**PROBLEM TO SOLVE**
Output only the lines from the start of the entries through the line holding "One marker per instance, like [404,220].". Each line must match the original exactly.

··········

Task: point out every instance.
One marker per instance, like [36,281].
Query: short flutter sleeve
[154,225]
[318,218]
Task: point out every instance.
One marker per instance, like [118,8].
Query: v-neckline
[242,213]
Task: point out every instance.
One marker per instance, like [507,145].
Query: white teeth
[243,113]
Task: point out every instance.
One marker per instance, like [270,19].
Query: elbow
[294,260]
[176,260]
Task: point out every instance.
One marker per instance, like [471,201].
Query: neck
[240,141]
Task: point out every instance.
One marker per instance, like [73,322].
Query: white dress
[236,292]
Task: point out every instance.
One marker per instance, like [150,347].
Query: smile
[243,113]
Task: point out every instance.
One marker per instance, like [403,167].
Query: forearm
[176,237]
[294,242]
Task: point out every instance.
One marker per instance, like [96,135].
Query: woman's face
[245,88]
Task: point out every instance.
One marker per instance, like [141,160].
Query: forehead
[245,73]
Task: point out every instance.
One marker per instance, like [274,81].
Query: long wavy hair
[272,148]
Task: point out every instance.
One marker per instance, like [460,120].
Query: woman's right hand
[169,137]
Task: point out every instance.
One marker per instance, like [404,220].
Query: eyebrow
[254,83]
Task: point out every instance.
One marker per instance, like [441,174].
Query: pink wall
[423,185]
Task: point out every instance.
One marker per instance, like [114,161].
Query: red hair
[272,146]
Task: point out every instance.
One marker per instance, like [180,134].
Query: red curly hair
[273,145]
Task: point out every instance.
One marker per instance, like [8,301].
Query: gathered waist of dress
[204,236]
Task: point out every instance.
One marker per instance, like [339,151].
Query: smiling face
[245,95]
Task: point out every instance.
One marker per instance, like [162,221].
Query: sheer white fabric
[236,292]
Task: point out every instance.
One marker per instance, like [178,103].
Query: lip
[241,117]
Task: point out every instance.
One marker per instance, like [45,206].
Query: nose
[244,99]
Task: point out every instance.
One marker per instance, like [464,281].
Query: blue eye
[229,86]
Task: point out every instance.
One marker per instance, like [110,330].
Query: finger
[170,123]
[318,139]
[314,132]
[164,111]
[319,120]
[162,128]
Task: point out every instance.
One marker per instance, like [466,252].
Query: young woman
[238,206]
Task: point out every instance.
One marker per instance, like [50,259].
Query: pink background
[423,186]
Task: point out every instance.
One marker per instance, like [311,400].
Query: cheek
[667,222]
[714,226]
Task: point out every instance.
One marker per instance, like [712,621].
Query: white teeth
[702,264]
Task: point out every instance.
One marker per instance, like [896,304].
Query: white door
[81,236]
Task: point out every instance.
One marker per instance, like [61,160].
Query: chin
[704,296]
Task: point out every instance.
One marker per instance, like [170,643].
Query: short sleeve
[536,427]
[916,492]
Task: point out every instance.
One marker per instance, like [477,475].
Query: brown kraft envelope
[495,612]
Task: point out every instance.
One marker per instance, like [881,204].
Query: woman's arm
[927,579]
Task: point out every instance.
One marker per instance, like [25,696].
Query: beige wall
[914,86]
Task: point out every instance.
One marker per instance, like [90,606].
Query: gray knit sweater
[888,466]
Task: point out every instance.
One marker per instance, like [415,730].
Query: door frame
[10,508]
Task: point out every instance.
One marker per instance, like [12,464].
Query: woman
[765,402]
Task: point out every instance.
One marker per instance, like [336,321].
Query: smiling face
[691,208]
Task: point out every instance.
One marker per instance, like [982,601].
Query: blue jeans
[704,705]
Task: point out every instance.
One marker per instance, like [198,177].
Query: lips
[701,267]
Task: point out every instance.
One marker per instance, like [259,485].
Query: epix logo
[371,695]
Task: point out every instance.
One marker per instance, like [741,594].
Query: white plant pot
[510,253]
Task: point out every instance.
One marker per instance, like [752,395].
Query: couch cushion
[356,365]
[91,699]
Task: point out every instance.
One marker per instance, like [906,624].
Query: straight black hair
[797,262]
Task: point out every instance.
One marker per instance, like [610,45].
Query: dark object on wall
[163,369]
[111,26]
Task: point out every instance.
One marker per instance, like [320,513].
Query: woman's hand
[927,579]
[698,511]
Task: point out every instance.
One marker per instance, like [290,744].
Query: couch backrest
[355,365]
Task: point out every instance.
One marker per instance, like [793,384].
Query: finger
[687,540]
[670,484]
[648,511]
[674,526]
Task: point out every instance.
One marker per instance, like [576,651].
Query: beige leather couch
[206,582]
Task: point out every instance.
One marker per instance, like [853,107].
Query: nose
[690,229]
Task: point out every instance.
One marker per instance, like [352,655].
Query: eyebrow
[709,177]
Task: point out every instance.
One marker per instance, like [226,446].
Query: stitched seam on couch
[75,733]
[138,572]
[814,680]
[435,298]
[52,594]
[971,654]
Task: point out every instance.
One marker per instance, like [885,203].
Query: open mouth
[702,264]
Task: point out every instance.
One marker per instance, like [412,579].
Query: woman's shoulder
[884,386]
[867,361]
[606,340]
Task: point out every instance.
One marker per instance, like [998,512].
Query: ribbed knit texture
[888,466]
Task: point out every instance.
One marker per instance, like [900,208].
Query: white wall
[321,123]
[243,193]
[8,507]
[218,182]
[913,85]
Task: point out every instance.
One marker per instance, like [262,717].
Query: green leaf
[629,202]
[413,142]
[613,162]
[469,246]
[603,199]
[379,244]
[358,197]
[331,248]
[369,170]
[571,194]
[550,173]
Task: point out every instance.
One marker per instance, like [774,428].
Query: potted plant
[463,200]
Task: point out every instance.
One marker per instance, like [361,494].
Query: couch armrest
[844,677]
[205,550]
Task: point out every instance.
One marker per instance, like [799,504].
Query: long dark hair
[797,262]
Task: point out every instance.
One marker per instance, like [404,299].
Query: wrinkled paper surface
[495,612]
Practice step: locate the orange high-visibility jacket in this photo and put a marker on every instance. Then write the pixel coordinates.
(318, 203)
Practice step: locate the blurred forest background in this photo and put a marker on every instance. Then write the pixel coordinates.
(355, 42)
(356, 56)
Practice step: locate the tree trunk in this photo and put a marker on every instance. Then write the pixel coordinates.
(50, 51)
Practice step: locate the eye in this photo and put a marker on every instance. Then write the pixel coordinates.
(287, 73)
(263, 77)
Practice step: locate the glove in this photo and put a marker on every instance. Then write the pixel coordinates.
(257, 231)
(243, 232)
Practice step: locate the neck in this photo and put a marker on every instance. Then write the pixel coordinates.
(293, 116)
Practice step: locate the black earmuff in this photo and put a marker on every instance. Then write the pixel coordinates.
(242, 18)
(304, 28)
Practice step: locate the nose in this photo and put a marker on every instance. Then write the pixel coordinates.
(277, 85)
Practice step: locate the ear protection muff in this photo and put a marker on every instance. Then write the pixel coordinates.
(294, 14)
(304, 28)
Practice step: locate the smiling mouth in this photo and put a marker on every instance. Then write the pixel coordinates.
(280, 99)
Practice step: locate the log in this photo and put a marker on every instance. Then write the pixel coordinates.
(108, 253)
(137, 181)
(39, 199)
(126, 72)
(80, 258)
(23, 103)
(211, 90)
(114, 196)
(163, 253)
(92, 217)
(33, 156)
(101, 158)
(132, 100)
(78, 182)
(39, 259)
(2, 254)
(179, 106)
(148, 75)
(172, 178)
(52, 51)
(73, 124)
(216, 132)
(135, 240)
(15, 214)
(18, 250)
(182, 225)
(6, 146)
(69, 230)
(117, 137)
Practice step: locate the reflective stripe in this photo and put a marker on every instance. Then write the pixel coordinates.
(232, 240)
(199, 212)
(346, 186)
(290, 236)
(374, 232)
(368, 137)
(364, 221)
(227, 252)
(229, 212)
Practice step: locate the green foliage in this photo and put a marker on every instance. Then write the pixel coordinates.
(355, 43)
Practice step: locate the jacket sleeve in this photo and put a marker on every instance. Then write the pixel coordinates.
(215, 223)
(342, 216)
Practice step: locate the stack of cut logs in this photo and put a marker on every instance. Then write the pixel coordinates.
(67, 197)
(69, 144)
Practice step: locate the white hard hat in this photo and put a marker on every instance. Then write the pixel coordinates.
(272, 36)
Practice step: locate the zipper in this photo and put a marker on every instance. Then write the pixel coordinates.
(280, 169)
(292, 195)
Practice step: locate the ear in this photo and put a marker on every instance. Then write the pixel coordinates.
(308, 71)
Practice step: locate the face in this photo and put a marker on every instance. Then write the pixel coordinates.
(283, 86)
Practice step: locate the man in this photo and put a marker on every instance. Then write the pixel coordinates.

··········

**ANSWER SECTION**
Task: point out every instance.
One marker per instance, like [36,281].
Query: short flutter sleeve
[154,225]
[318,218]
Task: point out every instance.
One marker per instance, like [118,8].
Query: v-neckline
[242,213]
Task: point out every instance.
One marker per instance, like [507,145].
Query: white teeth
[243,113]
Task: point out every instance.
One marker per instance, like [270,19].
Query: elbow
[294,260]
[176,260]
Task: point out every instance.
One marker per instance, like [471,201].
Query: neck
[240,141]
Task: point out every instance.
One marker per instance, like [73,322].
Query: white dress
[236,292]
Task: point out every instance.
One marker per instance, like [150,347].
Query: smile
[243,113]
Task: point out every instance.
One marker per instance, like [403,167].
Query: forearm
[176,237]
[294,242]
Task: point out every instance.
One marker per instance, like [96,135].
Query: woman's face
[245,88]
Task: point out every instance.
One marker per instance, like [141,160].
Query: forehead
[245,73]
Task: point out every instance.
One marker per instance, like [274,81].
Query: long wavy hair
[272,148]
Task: point out every instance.
One marker per instance, like [460,120].
Query: woman's right hand
[169,137]
Task: point out every instance.
One marker per instance, like [404,220].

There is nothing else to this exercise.